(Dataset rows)
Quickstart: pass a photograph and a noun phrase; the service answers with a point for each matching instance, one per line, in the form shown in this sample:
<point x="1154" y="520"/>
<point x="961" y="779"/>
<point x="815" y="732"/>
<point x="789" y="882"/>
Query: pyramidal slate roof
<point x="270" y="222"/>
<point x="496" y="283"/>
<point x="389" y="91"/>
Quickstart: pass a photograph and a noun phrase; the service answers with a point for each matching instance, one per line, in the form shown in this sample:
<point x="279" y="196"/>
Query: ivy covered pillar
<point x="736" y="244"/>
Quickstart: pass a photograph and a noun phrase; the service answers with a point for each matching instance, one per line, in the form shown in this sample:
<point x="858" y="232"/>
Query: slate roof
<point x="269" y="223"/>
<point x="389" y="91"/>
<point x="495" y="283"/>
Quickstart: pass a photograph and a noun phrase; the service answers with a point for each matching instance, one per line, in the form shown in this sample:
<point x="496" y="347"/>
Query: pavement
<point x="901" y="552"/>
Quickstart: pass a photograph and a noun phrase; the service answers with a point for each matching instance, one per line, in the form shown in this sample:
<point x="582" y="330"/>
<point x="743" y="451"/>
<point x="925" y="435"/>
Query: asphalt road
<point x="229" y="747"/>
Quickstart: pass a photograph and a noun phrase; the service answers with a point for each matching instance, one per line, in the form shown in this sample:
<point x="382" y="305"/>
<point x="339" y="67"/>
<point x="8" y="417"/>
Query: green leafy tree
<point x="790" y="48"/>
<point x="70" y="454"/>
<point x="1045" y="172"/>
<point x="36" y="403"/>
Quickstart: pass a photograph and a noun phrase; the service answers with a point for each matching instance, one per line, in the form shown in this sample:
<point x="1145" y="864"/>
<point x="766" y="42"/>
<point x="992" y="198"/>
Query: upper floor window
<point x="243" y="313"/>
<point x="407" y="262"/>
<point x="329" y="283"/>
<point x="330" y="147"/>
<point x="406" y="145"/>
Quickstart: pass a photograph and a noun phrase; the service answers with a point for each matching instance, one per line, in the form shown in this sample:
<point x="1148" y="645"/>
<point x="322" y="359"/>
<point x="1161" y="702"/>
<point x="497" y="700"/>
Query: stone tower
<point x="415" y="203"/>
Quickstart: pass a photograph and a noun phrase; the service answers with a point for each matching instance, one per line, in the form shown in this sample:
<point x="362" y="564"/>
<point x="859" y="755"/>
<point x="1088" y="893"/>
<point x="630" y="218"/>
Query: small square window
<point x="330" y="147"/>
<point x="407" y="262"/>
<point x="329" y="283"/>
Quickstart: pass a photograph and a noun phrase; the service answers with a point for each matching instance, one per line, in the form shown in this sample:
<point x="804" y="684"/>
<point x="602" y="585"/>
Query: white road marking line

Problem to solve:
Transcribe all of the lines in the records precisely.

Complete output:
Quickstart: pass a photograph and a noun phrase; the service answers with a point for each matching instance, one per line, in the form shown in this sample:
<point x="1154" y="520"/>
<point x="961" y="779"/>
<point x="815" y="732"/>
<point x="789" y="882"/>
Query: pyramidal slate roof
<point x="270" y="222"/>
<point x="496" y="283"/>
<point x="389" y="91"/>
Quickstart: pass a photograph and a noun phrase; the service answers with a point for each matching instance, one per line, in the form shown in this sample:
<point x="279" y="196"/>
Query: ivy covered pillar
<point x="736" y="244"/>
Quickstart: pass a photograph and a noun phrase; the service answers with a point for each matching instance, one per line, in the form shown in this sample:
<point x="858" y="232"/>
Query: slate roof
<point x="269" y="223"/>
<point x="389" y="91"/>
<point x="495" y="283"/>
Quickstart: pass a photograph and a noun phrase; the service answers with a point for each matching instance, one per line, in the form shown in this sample:
<point x="496" y="347"/>
Query: pavement
<point x="901" y="552"/>
Quickstart: pass a photograph and a noun phrase; the service answers with a point for each matching instance, one per line, in the form shown in this sample:
<point x="582" y="330"/>
<point x="743" y="451"/>
<point x="925" y="435"/>
Query: asphalt road
<point x="229" y="747"/>
Quickstart: pass a photograph and a noun phrase; the service answers with a point for each matching instance, one per line, in the form shown in this sample:
<point x="382" y="305"/>
<point x="339" y="67"/>
<point x="8" y="417"/>
Query: green leafy tree
<point x="790" y="48"/>
<point x="70" y="454"/>
<point x="1045" y="172"/>
<point x="36" y="403"/>
Quickstart: pass a photograph and a noun phrase; the service answers with a point for each matching instance, one per line, in the form shown in this sample:
<point x="1145" y="864"/>
<point x="766" y="42"/>
<point x="992" y="198"/>
Query: upper floor window
<point x="243" y="313"/>
<point x="407" y="262"/>
<point x="329" y="283"/>
<point x="330" y="147"/>
<point x="406" y="145"/>
Quickstart: pass a photograph and a noun phrase; the service answers with a point for each matching instance, one per line, in the form shown in this sample:
<point x="1148" y="645"/>
<point x="322" y="359"/>
<point x="1161" y="702"/>
<point x="497" y="700"/>
Query: stone tower
<point x="415" y="203"/>
Quickstart: pass a photograph and a noun phrase; the service answers with a point for each matching instance, one per line, in the form shown in this sample:
<point x="362" y="564"/>
<point x="859" y="755"/>
<point x="1088" y="893"/>
<point x="630" y="218"/>
Query: small square window
<point x="330" y="147"/>
<point x="407" y="262"/>
<point x="329" y="283"/>
Quickstart: pass a photograph and a noun phrase; the service answers with a point for each matching instance, one per line, in the form shown in this sample:
<point x="804" y="684"/>
<point x="602" y="585"/>
Query: white road marking line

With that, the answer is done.